Please reproduce every line of the data below verbatim, from the first line to the last.
### MATERIAL TO PROCESS ###
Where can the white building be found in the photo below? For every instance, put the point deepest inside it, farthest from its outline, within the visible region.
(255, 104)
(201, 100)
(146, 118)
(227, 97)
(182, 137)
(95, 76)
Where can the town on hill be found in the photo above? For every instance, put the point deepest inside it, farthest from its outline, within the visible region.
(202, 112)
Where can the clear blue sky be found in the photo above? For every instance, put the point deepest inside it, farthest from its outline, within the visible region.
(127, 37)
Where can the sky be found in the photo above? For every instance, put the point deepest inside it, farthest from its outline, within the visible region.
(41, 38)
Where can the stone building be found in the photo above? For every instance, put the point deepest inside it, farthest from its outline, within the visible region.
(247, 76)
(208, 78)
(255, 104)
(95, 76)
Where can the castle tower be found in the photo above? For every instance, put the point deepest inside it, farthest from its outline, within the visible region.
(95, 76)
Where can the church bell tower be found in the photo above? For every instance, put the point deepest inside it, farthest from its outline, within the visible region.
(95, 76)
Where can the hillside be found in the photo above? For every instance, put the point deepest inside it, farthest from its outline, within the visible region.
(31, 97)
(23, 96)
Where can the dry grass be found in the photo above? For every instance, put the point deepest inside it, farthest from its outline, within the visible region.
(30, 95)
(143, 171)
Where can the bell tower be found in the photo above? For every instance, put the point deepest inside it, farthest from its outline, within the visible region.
###
(WRITTEN ANSWER):
Where can the white building be found in the photo below? For every instance, put the point deepest inside it, farthest from its outline, within the visible region.
(255, 104)
(201, 100)
(146, 118)
(227, 97)
(182, 137)
(95, 76)
Where can the town on hill be found in the photo above? For every instance, put the point deepest inside it, farthest from its outline, within the visible region.
(202, 112)
Where can the clear blue sky be found in the photo above? For every instance, put the point deepest inside it, farthest from its outline, within the visible region.
(127, 37)
Where can the sky be found in the photo above? For every instance, put the point deepest inside it, farthest from its outline, within the visible region.
(41, 38)
Where can the stone building be found in the photo above? For every instance, put the point deepest inside it, farthest from its outline, within the visible region.
(247, 76)
(208, 78)
(255, 104)
(95, 76)
Where can the castle tower be found in the photo above? For every instance, put the point deepest inside it, farthest from its outline, within the visible region.
(95, 76)
Where can the church bell tower be found in the photo above? For every instance, put the point deepest inside it, farthest from its outline, within the visible region.
(95, 76)
Where can the hillside be found in the photo above? For every instance, put the point deepest inside it, farthest from its outline, within the visible region.
(31, 97)
(23, 96)
Where can the dry grass be found in the photo above? For every instance, put the point deepest inside it, farthest from its outline, within the visible region.
(30, 95)
(143, 171)
Where can the bell tower be found in the photo above? For every instance, put the point deepest inside it, farthest from its outline, within the visible region.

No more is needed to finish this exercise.